**DIRECTIONS:**
Pictures do not belong in your copy. Repeat all the other data exactly.
»»
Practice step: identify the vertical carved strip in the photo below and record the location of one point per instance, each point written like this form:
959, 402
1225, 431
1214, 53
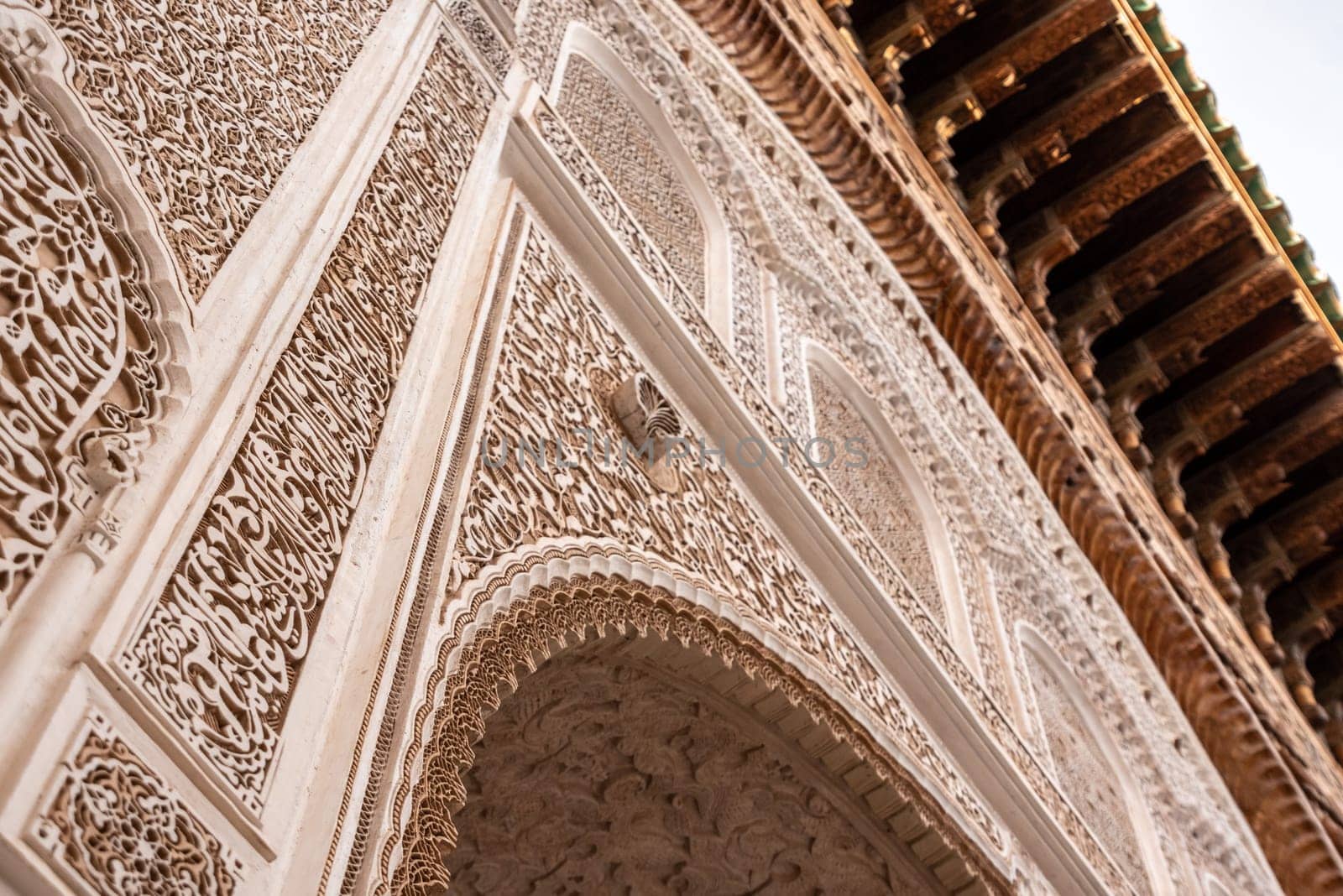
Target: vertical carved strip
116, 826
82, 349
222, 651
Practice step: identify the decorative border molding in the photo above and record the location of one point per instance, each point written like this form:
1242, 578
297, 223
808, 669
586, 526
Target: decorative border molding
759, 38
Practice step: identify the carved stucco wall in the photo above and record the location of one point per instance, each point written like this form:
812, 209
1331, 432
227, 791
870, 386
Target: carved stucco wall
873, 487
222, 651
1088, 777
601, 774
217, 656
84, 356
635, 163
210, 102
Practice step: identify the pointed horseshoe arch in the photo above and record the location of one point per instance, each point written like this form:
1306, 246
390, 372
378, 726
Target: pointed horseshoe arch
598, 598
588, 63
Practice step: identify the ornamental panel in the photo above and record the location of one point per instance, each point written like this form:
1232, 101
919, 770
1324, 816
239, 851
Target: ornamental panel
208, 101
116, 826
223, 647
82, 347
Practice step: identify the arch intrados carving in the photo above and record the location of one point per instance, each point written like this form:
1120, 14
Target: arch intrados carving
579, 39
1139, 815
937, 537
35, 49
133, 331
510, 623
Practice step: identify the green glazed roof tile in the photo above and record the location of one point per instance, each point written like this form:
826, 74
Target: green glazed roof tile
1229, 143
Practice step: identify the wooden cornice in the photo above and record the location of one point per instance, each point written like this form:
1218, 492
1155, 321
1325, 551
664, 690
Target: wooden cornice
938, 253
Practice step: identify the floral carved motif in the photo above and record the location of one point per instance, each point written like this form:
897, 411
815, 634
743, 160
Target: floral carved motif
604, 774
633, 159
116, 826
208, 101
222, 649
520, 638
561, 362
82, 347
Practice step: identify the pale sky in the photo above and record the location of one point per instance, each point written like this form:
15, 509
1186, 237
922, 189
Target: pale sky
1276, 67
««
**EXERCISE OUTPUT:**
Practice step: identify the vertical carved strip in the photo below and record the location of one point per instance, each point written like this form:
959, 402
1225, 431
1214, 53
Target: vertical carved strip
116, 826
82, 349
222, 651
Practice step: identify the decorative border molding in the photo above and record the location of one point per instance, each point written like this form:
1242, 578
297, 223
808, 669
586, 526
Target: decorative border molding
759, 38
Practice step: identify the carved stucco wall in the photo above and record the location of one point per instance, each point written like this form:
812, 209
1331, 432
227, 791
870, 386
Target: carved stucco wall
873, 487
222, 651
1088, 777
601, 774
217, 656
84, 356
635, 163
210, 102
Practice step: identify the pointed horseshoe arch in the photo above and record the location of one point per instance, each point written like this form:
1306, 246
390, 372
378, 726
Target: pointed horseshoe arch
598, 598
588, 63
Practice step: identify the ornamental panel in the photo above and record the location of one point per instance, each point written like this form:
1232, 101
919, 770
1324, 816
239, 851
Target: ornamental panel
208, 101
116, 826
223, 647
82, 347
Practice step: identify the arch intrados carving in the photo above and record the location of one point per instance, each point written like this form:
1120, 14
Target: arch intrados carving
579, 39
1139, 815
937, 537
35, 49
133, 331
510, 623
Practice step: identify the green glazed roof tile in the photo above and record the location of one point per instance, each point written like this form:
826, 74
Target: green glazed roof tile
1229, 143
Practice step: identify the wooden cornice in the photo above and record the location of one point per instance, each point written like this form:
1218, 492
1155, 321
1325, 551
664, 690
Target: wooden cornice
938, 253
Practice step: identify the floral carved motif in the photo above and record the location of one point per instance, each point written like this form:
897, 411
815, 634
743, 160
Target: floral carved motif
604, 774
633, 159
116, 826
208, 101
222, 649
520, 638
561, 362
82, 347
Practice step: identify the pale sky in the photo above and record the location of one point per instance, each point written like this form:
15, 509
1186, 237
922, 189
Target: pale sky
1276, 67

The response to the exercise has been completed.